■ **Exercise directions**:
Please set out the lines from the start of the rows below to the line with "223;97;540;952", both included, as a Markdown table with the columns Number and Line, skipping blank lines. Leave the pictures out.

____________________

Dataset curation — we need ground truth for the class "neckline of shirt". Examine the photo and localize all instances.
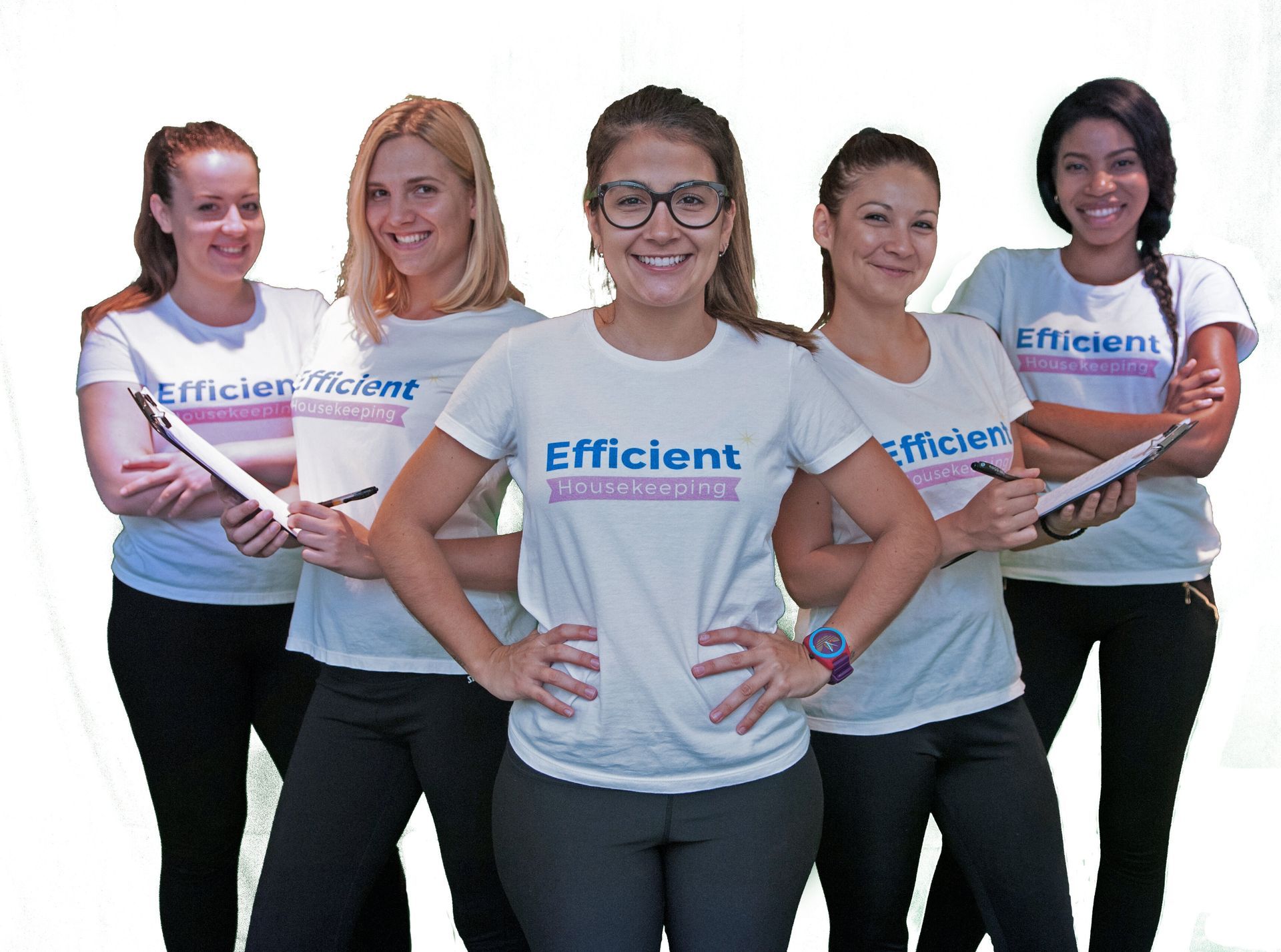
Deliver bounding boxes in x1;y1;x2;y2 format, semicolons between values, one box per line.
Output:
819;312;939;390
152;281;266;337
578;308;734;373
1048;248;1143;298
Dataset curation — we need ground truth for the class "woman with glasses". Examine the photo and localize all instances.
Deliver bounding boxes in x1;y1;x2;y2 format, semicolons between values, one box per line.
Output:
922;79;1258;952
774;129;1136;952
372;86;939;952
223;96;540;952
75;121;327;952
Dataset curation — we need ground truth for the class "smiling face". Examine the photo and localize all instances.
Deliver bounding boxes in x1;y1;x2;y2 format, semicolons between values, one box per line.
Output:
586;129;734;312
150;149;265;286
813;164;939;308
1054;119;1148;249
365;135;475;297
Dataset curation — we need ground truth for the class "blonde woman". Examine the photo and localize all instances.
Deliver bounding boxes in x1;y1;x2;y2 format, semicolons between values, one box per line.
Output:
223;97;540;952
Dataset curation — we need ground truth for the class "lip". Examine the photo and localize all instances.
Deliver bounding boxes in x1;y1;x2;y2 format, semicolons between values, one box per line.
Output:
1076;201;1128;228
632;251;693;274
873;263;912;278
383;231;432;251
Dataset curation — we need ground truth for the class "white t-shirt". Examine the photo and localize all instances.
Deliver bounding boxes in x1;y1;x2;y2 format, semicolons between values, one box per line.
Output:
948;249;1259;586
797;314;1031;734
75;282;328;605
437;310;871;793
287;298;543;674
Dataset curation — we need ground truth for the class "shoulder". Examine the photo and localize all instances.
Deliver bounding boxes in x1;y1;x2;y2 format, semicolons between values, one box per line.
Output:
254;281;329;314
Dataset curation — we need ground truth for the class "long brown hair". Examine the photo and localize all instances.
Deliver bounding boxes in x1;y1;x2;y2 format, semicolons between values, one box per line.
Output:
813;127;941;331
81;121;258;344
584;86;815;351
1036;78;1178;373
337;96;525;341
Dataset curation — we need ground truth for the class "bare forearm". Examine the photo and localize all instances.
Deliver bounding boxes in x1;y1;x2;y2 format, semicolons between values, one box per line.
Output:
369;518;500;672
437;532;521;592
830;523;940;657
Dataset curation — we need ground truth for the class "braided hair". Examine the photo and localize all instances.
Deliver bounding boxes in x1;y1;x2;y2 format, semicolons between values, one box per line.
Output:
1036;78;1178;373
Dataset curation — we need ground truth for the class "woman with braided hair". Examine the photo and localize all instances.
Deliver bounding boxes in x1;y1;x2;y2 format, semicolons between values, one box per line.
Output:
921;79;1258;952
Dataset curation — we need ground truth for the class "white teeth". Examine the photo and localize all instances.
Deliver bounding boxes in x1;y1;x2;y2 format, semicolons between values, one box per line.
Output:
636;255;689;268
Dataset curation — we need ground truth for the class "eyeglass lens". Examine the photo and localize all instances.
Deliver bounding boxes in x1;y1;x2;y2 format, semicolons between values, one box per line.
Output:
600;185;720;228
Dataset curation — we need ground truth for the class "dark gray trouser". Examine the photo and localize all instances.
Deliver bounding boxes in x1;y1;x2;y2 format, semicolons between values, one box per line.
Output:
493;747;823;952
812;698;1076;952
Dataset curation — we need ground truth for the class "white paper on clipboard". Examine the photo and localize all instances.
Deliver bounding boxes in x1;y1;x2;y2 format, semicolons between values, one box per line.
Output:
129;387;297;536
1036;419;1196;515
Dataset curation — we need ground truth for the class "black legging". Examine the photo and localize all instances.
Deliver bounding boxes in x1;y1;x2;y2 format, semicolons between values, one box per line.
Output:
245;661;528;952
106;579;408;952
812;698;1076;952
919;578;1218;952
493;748;823;952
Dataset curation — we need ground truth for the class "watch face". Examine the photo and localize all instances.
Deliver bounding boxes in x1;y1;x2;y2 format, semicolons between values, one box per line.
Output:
809;628;845;657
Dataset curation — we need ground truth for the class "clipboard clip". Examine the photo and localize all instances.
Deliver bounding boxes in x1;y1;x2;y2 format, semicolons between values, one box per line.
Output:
127;387;171;433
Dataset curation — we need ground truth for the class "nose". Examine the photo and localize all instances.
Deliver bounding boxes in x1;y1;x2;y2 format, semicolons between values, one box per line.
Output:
645;201;681;242
1090;169;1116;195
223;205;245;234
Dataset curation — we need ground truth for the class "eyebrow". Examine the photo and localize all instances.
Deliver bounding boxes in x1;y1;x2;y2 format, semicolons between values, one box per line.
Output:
1063;146;1139;159
858;201;939;215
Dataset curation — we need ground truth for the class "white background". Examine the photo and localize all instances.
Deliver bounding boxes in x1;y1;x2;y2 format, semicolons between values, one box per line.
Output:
0;0;1281;951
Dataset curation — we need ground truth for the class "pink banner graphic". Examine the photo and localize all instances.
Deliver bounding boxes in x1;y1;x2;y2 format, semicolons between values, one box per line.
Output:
173;400;291;427
294;396;408;427
1018;354;1157;377
905;452;1015;490
547;476;741;502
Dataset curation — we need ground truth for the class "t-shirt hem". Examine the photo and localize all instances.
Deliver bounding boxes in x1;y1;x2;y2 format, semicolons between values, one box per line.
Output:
1001;565;1210;587
284;636;466;674
806;678;1023;737
507;724;809;793
111;565;298;605
436;412;507;460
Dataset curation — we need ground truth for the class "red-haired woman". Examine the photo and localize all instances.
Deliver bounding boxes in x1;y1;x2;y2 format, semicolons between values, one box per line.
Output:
77;121;353;951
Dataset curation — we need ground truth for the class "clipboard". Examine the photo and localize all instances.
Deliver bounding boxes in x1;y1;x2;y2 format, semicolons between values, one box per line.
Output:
1036;419;1196;516
129;387;297;536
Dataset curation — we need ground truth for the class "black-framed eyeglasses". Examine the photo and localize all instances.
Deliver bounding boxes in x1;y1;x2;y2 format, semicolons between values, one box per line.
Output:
590;181;728;228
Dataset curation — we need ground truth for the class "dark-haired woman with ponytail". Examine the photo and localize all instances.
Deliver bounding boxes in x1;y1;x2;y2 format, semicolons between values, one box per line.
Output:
370;86;939;952
77;121;400;952
774;129;1135;952
922;79;1258;952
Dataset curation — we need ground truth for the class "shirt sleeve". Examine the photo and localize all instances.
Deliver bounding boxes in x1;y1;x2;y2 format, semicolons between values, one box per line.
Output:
983;331;1033;420
75;315;142;390
947;248;1008;333
1176;258;1259;363
436;331;516;460
788;347;873;473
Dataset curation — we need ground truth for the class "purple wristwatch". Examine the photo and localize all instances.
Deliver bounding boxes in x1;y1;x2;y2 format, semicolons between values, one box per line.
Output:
803;628;855;684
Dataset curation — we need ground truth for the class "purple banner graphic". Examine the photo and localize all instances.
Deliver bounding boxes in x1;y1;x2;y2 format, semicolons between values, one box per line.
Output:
294;395;408;427
1018;354;1157;377
905;452;1015;490
547;476;742;502
173;400;291;427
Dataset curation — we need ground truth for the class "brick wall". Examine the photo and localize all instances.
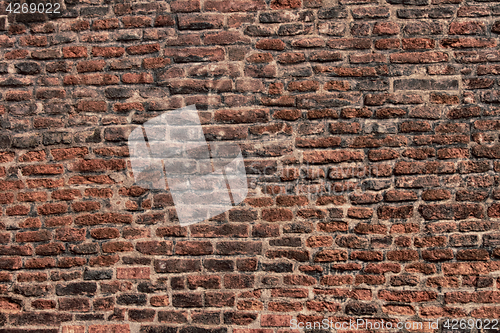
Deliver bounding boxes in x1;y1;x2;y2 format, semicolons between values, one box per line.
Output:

____________________

■ **Finished task**:
| Number | Line |
|---|---|
| 1 | Dataset curation — we need ground truth for the class "neckline of shirt". Examine the photo and localize all instances. |
| 2 | Deliver bounding boxes in x1;y1;x2;y2 format, semicolons between values, one box per line. |
| 3 | Output: |
| 4 | 819;312;939;390 |
| 5 | 152;281;266;337 |
| 6 | 578;308;734;373 |
| 7 | 1048;248;1143;298 |
| 8 | Dataset curation — we need ground truth for the class "woman with glasses". Examine the photo and localize all instances. |
| 9 | Deliver bounding boxes in x1;y1;x2;y2 format, semicolons between values, one box per line. |
| 10 | Output: |
| 11 | 922;79;1258;952 |
| 12 | 774;129;1136;952 |
| 13 | 372;86;939;952 |
| 14 | 223;96;540;952 |
| 15 | 75;121;327;952 |
| 16 | Dataset curation — we need ground truth for the class "smiling face". Examine the photo and localize all instances. |
| 17 | Deliver bounding boxes in x1;y1;x2;y2 format, semicolons between values, one box per line. |
| 18 | Output: |
| 19 | 586;129;734;312 |
| 20 | 150;149;265;286 |
| 21 | 813;164;939;308 |
| 22 | 1054;119;1148;249 |
| 23 | 365;135;475;297 |
| 24 | Dataset curation — we need ground truth for the class "blonde woman". Examine the photo and localize all instances. |
| 25 | Deliver bounding boxes in x1;y1;x2;y2 format, semicolons between values, one box per line. |
| 26 | Output: |
| 27 | 223;97;540;952 |